SUPPLIED PASSAGE:
----------

Well... the first part was quite interesting, wasn't it? A lot of lively discussion how bad a champion Seth Rollins is or is not. I will say this: the argument made for Seth being among the worst champions ever will be used for someone else in the top ten. And I'll guarantee almost no one will disagree with it.
What makes a bad champion? Perhaps it's the booking they're saddled with, the politics surrounding their run, an unexpected injury or other unforeseen circumstance, or maybe they're just awful in the ring. Maybe timing has something to do with it. There's no "one size fits all" profile on what makes a bad champion, but you know one when you see it.
But who is the worst world champion ever?
In the first part, we discussed the aforementioned current WWE Champion Seth "Traitorface" Rollins, Stephanie McMahon, Jeff Jarrett, and Hulk Hogan's title runs in the 1990s to name a few. Hideous they all were, but what about the worst ever? Strap in, boys and girls, because here are... as voted by you...
The ten worst world champions in wrestling history. Ever.
Remember, you voted for this list, so don't blame me if you hate the list. Blame yourselves.
In the first part, a lot of you discussed how Seth Rollins was basically killing WWE business at the box office and television ratings. Back in 1995, WWF probably didn't worry so much about that ratings mumbo jumbo (at least initially; I'll get back to this). But those other things that promoters worry about, like revenue and attendance? Yeah, they went down. A lot. Among long-term champions, he was the worst drawing of the 1990s, bottoming out at a paltry 1,940 for their September 1995 house shows. (Don't get excited, WCW fans. Your company wasn't doing a whole lot better.)
Ok, you can probably blame it on the fallout of the steroid trial, but that trial ended a year earlier. You can probably blame it on Hulk Hogan and the most of the rest of the 80s Express reinvigorating (and killing) WCW, but that too was a year earlier.
Or you can just blame it on the fact that Kevin Nash just wasn't that good in the ring. Yeah, he was different from the hulking bodies that populated the WWF in its heyday. Yeah, he was naturally charismatic. He can charm the pants off most anybody. But when he stopped talking and got to wrestling, he... was... just... not good. At all. Basically, this is what plagued the Ultimate Warrior title run in 1990. Given more than the quick squashes and dominant performances that put him on the map, he was exposed. It happened to Warrior. It happened to Diesel.

----------

DATA:
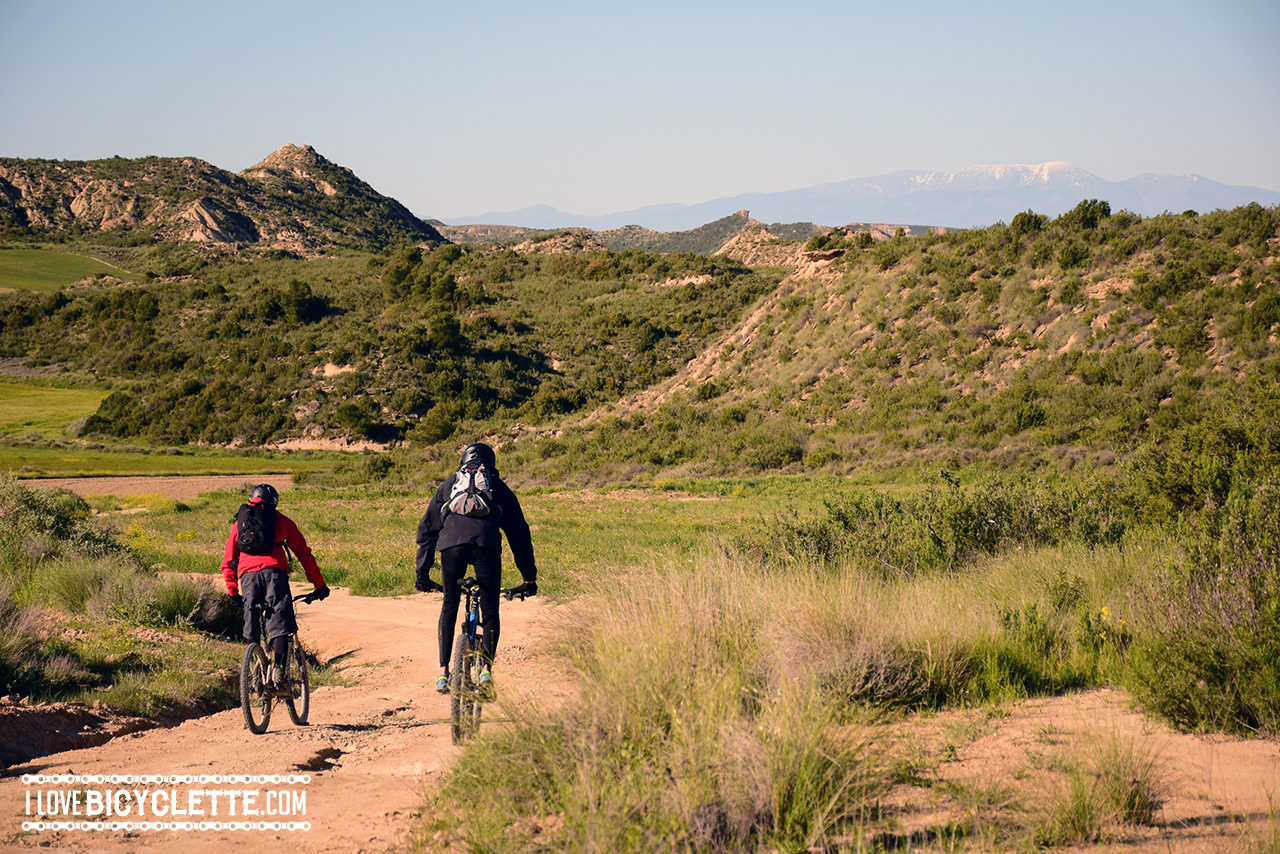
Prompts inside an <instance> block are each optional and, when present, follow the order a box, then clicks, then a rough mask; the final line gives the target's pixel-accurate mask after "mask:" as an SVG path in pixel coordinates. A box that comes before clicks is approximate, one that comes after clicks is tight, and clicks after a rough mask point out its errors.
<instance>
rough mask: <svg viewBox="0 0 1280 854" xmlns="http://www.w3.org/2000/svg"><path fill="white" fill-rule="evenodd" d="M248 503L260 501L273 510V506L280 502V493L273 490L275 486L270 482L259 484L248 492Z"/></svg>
mask: <svg viewBox="0 0 1280 854" xmlns="http://www.w3.org/2000/svg"><path fill="white" fill-rule="evenodd" d="M248 501H250V503H253V502H255V501H260V502H262V503H264V504H266V506H268V508H269V510H275V506H276V504H278V503H280V494H279V493H278V492H275V487H273V485H271V484H259V485H256V487H253V492H251V493H250V494H248Z"/></svg>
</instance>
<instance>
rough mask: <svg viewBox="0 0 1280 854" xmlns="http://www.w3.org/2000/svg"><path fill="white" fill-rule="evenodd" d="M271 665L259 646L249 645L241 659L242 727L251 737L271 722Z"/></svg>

----------

YOUR TASKS:
A) Reproduce the stretch of the worst-champions article from "What makes a bad champion?" through "wrestling history. Ever.".
B) In the worst-champions article, the paragraph beginning "In the first part, we discussed" recalls earlier title runs. List every person it names.

EXERCISE RESULTS:
A)
What makes a bad champion? Perhaps it's the booking they're saddled with, the politics surrounding their run, an unexpected injury or other unforeseen circumstance, or maybe they're just awful in the ring. Maybe timing has something to do with it. There's no "one size fits all" profile on what makes a bad champion, but you know one when you see it.
But who is the worst world champion ever?
In the first part, we discussed the aforementioned current WWE Champion Seth "Traitorface" Rollins, Stephanie McMahon, Jeff Jarrett, and Hulk Hogan's title runs in the 1990s to name a few. Hideous they all were, but what about the worst ever? Strap in, boys and girls, because here are... as voted by you...
The ten worst world champions in wrestling history. Ever.

B)
- Seth "Traitorface" Rollins
- Stephanie McMahon
- Jeff Jarrett
- Hulk Hogan